** SELECTED EXCERPT **
______

The price of oil rose to $135 per barrel last week, as pundits predicted that
soaring fuel prices will begin to affect business transportation policies.
Experts blamed both speculation and rising demand in Asia for the continuing
bull run on the market, which saw prices reach record highs last Thursday,
before dipping back to about $130 per barrel. Investment magnate George Soros
saw speculative patterns in the rise of oil prices, adding that the price hikes
would not cease until the economy entered a recession.
"People know that the summer is the busiest travel period of the year," said
Mike Pina, spokesman for the
American
Automobile Association, who said that price hikes had hit consumers hard.
The AAA was predicting a one per cent drop in consumer travel over the US
Memorial Day weekend as a result of the rising cost of fuel, and forecast that
gas prices could reach four dollars per gallon during the next few weeks. On
Memorial Day, the US national average for
regular unleaded fuel
hit a record $3.936 – up from $3.212 a year ago.

______

** PROVIDED DATA **

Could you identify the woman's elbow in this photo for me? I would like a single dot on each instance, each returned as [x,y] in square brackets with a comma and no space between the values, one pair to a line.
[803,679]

______

** ASSIGNED TASK **
According to the oil price report, what record did the US national average for regular unleaded fuel hit on Memorial Day? The data has no connection to the oil price report above.

** EXERCISE ANSWER **
$3.936